**WHAT IS REQUIRED:**
Pull every line with "plank" from the data.

::::

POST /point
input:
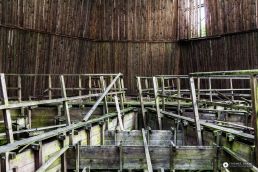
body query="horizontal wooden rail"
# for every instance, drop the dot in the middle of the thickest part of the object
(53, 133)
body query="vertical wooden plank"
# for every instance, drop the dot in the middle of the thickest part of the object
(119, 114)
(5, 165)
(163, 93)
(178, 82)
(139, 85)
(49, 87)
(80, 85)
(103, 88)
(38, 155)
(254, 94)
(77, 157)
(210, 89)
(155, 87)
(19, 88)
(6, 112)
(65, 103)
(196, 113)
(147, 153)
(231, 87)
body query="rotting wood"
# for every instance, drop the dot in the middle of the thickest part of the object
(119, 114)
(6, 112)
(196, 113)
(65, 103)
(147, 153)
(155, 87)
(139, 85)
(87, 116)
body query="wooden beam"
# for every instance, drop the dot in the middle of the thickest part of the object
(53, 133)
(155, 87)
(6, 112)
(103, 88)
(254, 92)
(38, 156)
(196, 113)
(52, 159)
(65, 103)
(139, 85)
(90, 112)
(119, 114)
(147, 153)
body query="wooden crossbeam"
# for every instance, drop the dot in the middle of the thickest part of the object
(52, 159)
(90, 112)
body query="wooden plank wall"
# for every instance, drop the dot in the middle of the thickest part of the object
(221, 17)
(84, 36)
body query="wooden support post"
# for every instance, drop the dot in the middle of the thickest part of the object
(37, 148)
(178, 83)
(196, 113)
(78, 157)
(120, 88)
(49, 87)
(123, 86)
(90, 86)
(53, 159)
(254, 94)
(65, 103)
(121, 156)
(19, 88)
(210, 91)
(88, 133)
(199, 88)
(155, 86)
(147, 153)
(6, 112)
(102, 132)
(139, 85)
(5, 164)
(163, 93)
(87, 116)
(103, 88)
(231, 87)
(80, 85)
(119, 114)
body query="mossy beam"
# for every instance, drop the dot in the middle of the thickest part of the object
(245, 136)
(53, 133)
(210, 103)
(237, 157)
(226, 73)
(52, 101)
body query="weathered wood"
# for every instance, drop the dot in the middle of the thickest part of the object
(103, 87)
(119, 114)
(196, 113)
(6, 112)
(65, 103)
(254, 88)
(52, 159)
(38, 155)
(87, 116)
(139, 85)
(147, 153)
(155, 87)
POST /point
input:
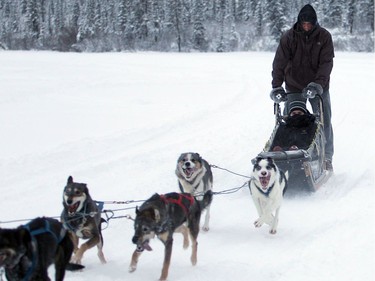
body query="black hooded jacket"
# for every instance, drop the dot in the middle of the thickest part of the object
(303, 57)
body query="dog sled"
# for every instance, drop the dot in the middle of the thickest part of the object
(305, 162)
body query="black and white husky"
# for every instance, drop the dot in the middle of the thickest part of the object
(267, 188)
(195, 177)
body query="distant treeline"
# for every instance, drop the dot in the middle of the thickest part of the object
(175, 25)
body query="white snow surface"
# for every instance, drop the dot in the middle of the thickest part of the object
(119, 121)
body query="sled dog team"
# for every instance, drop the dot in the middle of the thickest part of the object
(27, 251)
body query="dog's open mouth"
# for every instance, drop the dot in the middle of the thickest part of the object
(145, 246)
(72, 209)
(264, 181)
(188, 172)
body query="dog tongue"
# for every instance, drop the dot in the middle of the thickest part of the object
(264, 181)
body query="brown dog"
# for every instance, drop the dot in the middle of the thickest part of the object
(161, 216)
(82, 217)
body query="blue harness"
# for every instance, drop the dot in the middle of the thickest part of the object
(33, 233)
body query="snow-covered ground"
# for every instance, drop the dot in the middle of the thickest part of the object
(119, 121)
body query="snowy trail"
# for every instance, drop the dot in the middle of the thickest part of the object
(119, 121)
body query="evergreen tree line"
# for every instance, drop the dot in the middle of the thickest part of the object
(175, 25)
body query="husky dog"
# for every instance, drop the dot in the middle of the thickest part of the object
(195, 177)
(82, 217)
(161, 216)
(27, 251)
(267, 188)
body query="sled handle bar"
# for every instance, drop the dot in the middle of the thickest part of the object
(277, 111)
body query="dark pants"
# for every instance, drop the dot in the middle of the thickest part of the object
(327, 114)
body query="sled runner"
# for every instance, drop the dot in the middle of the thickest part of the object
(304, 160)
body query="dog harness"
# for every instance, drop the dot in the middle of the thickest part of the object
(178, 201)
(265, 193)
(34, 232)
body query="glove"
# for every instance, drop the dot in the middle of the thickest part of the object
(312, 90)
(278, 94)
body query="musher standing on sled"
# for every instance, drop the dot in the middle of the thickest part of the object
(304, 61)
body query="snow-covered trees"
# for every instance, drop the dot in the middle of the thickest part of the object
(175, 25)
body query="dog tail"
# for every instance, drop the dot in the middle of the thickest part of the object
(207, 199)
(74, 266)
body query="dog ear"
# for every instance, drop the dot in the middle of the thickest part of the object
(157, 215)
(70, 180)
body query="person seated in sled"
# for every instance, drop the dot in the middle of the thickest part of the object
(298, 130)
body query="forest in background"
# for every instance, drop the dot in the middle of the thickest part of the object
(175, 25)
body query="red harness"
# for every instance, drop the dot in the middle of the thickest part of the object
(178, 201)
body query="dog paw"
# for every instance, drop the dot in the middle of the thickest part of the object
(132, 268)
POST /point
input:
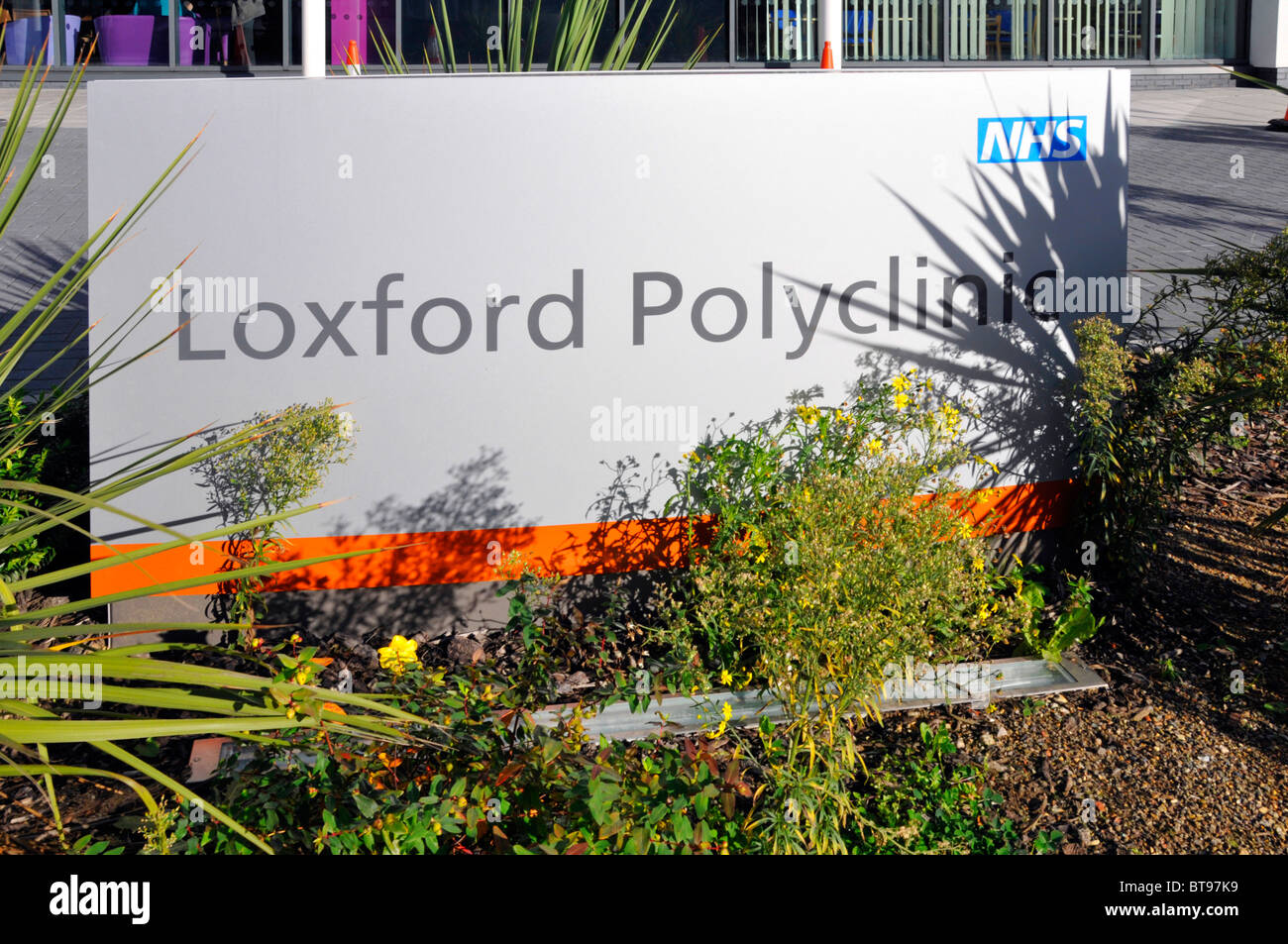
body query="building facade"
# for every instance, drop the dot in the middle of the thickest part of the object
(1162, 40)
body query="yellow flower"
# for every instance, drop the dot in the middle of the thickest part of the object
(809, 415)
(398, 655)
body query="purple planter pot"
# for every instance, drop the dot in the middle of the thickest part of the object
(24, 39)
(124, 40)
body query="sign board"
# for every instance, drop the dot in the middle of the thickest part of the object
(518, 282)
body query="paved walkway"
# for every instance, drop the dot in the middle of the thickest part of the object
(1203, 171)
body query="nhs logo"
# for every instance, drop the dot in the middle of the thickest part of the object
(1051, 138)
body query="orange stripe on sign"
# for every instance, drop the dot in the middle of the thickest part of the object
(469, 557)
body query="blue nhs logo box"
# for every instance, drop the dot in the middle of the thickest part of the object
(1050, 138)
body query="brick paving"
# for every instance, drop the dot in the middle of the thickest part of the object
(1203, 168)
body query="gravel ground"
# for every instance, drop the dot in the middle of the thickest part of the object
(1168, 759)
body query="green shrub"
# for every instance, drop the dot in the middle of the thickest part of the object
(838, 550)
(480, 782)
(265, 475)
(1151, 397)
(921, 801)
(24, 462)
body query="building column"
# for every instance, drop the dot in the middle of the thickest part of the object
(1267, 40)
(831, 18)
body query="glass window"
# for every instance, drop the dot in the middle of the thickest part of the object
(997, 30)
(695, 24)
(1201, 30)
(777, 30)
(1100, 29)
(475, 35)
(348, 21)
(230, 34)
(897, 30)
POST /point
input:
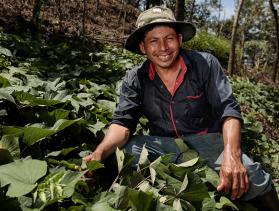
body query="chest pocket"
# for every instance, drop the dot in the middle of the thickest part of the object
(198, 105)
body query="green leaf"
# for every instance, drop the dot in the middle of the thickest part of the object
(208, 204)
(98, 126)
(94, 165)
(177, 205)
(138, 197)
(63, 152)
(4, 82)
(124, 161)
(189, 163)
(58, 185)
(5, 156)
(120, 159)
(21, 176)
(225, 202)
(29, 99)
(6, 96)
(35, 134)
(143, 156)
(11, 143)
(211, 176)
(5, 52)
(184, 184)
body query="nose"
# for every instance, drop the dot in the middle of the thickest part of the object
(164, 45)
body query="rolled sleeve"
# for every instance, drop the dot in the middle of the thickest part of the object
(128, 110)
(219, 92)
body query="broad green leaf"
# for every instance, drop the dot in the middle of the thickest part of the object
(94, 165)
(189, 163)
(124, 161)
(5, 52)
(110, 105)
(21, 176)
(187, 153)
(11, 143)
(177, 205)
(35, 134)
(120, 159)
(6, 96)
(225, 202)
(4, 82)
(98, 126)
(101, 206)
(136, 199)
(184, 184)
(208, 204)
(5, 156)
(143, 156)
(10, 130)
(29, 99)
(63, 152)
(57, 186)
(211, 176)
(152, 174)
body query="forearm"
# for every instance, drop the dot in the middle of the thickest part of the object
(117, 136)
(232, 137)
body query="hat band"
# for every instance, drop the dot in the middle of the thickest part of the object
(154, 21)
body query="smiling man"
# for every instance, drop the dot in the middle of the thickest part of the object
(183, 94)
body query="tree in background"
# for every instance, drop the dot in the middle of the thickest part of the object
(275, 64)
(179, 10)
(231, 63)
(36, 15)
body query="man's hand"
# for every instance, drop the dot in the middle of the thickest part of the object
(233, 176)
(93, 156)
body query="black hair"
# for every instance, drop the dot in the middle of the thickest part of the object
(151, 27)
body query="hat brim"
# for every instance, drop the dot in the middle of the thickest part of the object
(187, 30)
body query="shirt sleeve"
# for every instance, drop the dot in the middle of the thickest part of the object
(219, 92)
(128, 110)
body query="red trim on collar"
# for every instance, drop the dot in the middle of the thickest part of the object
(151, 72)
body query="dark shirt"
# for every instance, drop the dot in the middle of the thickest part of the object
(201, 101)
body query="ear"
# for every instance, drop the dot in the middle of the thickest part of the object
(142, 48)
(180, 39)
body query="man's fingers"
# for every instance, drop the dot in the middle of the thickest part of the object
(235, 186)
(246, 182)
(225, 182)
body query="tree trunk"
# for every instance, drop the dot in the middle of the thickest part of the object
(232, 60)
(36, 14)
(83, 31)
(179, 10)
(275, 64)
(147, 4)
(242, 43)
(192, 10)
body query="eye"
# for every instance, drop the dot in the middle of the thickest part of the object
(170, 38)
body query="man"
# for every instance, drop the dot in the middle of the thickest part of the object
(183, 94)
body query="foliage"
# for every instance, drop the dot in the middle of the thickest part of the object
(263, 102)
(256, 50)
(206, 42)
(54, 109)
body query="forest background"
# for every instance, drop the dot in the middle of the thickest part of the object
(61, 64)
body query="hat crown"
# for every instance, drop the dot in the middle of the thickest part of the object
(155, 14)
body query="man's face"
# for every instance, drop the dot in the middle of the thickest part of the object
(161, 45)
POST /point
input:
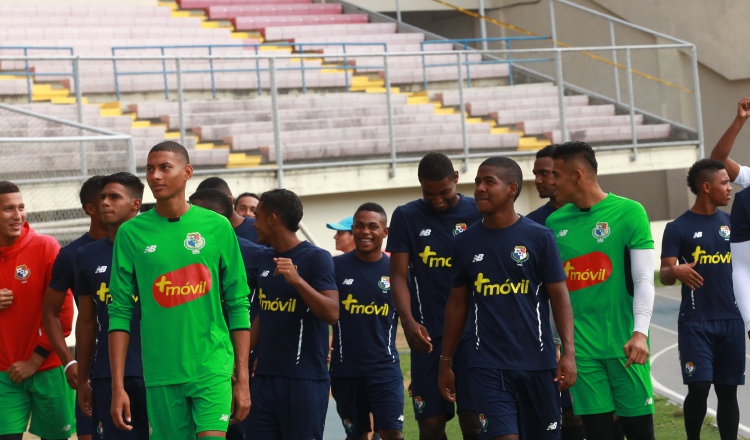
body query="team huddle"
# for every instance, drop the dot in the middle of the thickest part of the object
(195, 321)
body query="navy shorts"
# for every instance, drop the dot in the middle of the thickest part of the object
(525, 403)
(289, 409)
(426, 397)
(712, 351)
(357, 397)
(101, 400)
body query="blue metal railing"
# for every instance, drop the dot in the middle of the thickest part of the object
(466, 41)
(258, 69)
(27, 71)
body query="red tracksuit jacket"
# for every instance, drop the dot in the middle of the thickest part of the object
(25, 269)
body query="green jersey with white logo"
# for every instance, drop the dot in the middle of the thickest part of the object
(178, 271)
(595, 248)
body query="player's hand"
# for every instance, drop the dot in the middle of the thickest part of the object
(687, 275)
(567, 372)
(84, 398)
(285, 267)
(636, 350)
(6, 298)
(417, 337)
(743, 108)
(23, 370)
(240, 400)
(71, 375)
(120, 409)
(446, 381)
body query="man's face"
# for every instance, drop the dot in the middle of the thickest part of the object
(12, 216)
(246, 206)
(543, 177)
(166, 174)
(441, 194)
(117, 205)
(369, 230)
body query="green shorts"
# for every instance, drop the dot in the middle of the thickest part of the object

::::

**SOLVED EXERCISE:**
body query="vertical wooden plank"
body query="wooden plank wall"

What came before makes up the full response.